Are you able to quote each entry exactly as written?

# # #

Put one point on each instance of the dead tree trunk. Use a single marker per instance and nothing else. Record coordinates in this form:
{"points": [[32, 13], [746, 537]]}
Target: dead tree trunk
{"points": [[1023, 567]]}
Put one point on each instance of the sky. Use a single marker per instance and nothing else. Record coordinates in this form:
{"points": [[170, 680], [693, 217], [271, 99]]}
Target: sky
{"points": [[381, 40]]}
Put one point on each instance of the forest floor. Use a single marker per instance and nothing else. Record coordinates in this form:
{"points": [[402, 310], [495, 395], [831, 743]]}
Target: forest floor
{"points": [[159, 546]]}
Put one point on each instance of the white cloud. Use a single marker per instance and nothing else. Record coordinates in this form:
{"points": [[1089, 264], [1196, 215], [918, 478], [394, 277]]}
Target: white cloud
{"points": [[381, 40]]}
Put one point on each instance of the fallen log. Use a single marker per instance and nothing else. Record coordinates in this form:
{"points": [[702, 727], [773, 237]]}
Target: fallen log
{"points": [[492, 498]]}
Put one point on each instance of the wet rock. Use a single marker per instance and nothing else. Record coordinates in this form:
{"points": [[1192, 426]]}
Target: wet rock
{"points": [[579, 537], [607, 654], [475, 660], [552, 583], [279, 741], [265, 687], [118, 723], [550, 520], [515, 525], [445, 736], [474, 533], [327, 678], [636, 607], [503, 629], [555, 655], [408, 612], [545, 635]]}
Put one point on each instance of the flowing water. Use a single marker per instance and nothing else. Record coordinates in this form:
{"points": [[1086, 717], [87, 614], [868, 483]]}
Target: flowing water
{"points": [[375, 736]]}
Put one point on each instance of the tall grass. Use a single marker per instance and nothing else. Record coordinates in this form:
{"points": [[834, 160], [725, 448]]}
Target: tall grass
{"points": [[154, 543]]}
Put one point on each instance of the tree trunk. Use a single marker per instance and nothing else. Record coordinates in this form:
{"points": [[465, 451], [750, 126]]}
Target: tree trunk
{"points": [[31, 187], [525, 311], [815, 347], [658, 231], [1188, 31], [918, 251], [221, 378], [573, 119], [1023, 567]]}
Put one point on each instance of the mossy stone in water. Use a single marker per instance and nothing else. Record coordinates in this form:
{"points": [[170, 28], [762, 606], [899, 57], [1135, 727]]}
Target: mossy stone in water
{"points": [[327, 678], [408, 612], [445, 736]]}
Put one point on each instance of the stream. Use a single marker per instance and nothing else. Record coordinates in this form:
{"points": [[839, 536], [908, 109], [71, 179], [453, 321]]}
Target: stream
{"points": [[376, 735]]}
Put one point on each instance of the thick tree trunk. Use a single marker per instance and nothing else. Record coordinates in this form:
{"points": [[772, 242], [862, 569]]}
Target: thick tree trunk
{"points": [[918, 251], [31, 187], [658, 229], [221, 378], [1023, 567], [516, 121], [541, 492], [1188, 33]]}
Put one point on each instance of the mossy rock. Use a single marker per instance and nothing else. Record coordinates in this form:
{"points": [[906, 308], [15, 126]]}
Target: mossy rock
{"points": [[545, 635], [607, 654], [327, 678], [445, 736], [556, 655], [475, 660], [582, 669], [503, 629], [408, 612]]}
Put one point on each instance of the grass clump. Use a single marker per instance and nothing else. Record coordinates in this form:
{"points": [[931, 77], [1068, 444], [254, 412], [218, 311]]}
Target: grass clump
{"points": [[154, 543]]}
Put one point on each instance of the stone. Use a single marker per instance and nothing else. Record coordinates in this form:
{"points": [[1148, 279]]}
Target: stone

# # #

▶ **Expected answer**:
Put one point on each instance of the dead tree trunk. Use a single marker per instance and nothing else. Record coordinates in this form:
{"points": [[32, 13], [746, 537]]}
Target: dead tree trunk
{"points": [[1023, 567]]}
Put one point on each instance of the sky. Use a single marker per instance and nothing else. Record coordinates in this form:
{"points": [[170, 680], [693, 217], [271, 99]]}
Target: sky
{"points": [[381, 40]]}
Put one point on each instance of the forest floor. Use a single marker per instance and nothing else. Record coordinates in this form:
{"points": [[402, 310], [495, 395], [831, 743]]}
Target: forest floor
{"points": [[159, 546]]}
Put one point on each instance of the white cloud. Use a single marker per instance and nothing else. Record coordinates in this form:
{"points": [[1089, 264], [1196, 215], [918, 478], [394, 277]]}
Target: white cloud
{"points": [[381, 40]]}
Put one point on each instance of the fallen log. Use a single marker per instance and nothing else. Record coordinates in this form:
{"points": [[702, 727], [773, 237]]}
Target: fallen log
{"points": [[492, 498]]}
Put one point on each instance of the wet rock. Use a single marker per instance and nothing else. Record coordinates in this form:
{"points": [[1192, 426]]}
Target: wet rock
{"points": [[579, 537], [607, 654], [475, 660], [552, 583], [279, 741], [265, 687], [118, 723], [550, 520], [515, 525], [445, 736], [474, 533], [327, 678], [636, 607], [503, 629], [555, 655], [408, 612], [545, 635]]}
Put one point on each instance of the flowing water. Use a single marker per instance and nothing else. Record coordinates in this form:
{"points": [[1086, 717], [87, 614], [868, 483]]}
Target: flowing water
{"points": [[375, 736]]}
Put one point on each instance of the tall grass. Use a single marker per instance and nothing else. Record coordinates in this form:
{"points": [[834, 160], [725, 448]]}
Target: tall grass
{"points": [[154, 543]]}
Put one point on each instance of the tree trunk. Use a single marker per instance and nothing else. Record coordinates in this form:
{"points": [[465, 451], [750, 126]]}
Target: tree trunk
{"points": [[31, 187], [525, 311], [815, 347], [658, 231], [1188, 31], [918, 251], [221, 378], [573, 119], [1023, 567]]}
Put one point on each instance of the mossy stone in water. Use a single marker per instance and nothing else. Record coordinates in this form:
{"points": [[170, 28], [762, 606], [899, 57], [1135, 727]]}
Target: mossy stone in water
{"points": [[327, 678], [408, 612], [445, 736]]}
Put one point on each instance of the stream. Use a single marker per instance and nothing else. Record coordinates in this form:
{"points": [[839, 536], [908, 109], [71, 179], [453, 321]]}
Target: stream
{"points": [[376, 735]]}
Put one point on each instance of the thick tree trunk. Use a single marker per instance and nothing else. Record coordinates in this form:
{"points": [[772, 242], [862, 569]]}
Target: thick tree trunk
{"points": [[918, 251], [31, 187], [658, 229], [221, 378], [1023, 567], [516, 121], [541, 492], [1188, 33]]}
Put one point on each instance of the mossy rock. Use a single marker per instance and nothing else. Record coordinates in this form:
{"points": [[906, 308], [15, 126]]}
Target: mossy rock
{"points": [[545, 635], [607, 654], [327, 678], [445, 736], [556, 655], [475, 660], [582, 669], [503, 629], [408, 612]]}
Put one point on each instance of the grass clump. Use a single marker per instance and nothing else. Record coordinates in this form:
{"points": [[931, 77], [1068, 444], [254, 412], [218, 311]]}
Target: grass clump
{"points": [[154, 543]]}
Put one point on each instance of the stone. Use a single marker per instance and nothing else. Record coordinates in this form:
{"points": [[1148, 279]]}
Target: stone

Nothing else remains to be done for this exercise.